* What is required:
Write out the whole of the material exactly.

* Data section:
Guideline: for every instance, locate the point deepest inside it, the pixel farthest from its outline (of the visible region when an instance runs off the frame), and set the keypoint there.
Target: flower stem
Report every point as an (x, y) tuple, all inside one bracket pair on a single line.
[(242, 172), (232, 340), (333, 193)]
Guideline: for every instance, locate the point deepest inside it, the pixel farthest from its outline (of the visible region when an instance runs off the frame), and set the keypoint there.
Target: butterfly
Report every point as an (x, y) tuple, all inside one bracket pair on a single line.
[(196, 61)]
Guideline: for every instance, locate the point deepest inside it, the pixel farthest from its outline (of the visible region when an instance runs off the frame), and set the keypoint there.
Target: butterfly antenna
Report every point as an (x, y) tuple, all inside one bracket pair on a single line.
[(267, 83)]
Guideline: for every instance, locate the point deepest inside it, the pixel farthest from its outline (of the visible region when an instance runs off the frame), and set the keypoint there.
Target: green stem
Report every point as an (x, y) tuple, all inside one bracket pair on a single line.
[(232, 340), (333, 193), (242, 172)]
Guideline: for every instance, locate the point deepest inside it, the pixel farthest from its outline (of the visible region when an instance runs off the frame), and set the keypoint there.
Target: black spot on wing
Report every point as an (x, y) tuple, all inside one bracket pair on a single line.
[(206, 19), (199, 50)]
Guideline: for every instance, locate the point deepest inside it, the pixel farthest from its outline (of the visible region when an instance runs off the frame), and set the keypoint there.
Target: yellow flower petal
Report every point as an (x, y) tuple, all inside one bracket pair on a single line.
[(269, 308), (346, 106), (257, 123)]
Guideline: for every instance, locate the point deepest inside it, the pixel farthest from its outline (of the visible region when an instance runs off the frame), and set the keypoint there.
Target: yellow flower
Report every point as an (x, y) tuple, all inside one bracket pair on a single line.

* Reply to the exercise:
Guideline: for every instance, locate the point deepest inside it, the pixel farthest from its outline (of the visible region when an instance runs off the frame), and set the keypoint there.
Target: flower stem
Report every point as an (x, y) tuple, all inside one bracket pair on a single line.
[(242, 172), (232, 340), (333, 193)]
Guideline: for every instance, locate the point deepest inside it, the pixel farthest from its outline (of the visible region when an instance runs off the frame), and set the keypoint there.
Target: butterfly
Report every point as an (x, y) tuple, all inside one bracket pair on a single line.
[(196, 61)]
Guideline: for every instance, locate the point deepest inside it, the pixel farthest from its outline (of the visible region when an instance runs off the frame), and set the keypoint there.
Target: butterfly antenna
Report every point as an (x, y) tuple, all inside one bracket pair on a single line.
[(267, 83)]
Guideline: for every instance, locate the point deepest inside it, the pixel farthest from its outline (of the visible region when an instance runs off the frame), and set the keypoint there.
Target: green stem
Report every point as an (x, y) tuple, all inside one bracket pair on a single line.
[(232, 340), (333, 193), (242, 172)]
Guideline: for every instance, locate the point deepest inside it, the pixel farthest from its outline (of the visible region when an instance runs off the frame), and set the keypoint there.
Target: black spot on wing
Report every point as an (x, y) tuple, all inside one bracket pair on a single line.
[(206, 19), (199, 50)]
Guideline: for every instance, locate the point deepest inside it, the pixel farthest from its outline (of the visible region when an instance runs off the frame), and set the keypoint there.
Target: yellow flower petal
Report every point as an (x, y) tuple, all inside one bracket pair on a single line.
[(269, 308), (346, 106), (257, 123)]
Guideline: for every instance, locate the point deepest inside it, the pixel farthest from its outline (of the visible region when an instance runs off the frame), and set the keypoint there.
Target: yellow flower
Report every point as an (x, y) tuple, all inside one bracket pair on a single line.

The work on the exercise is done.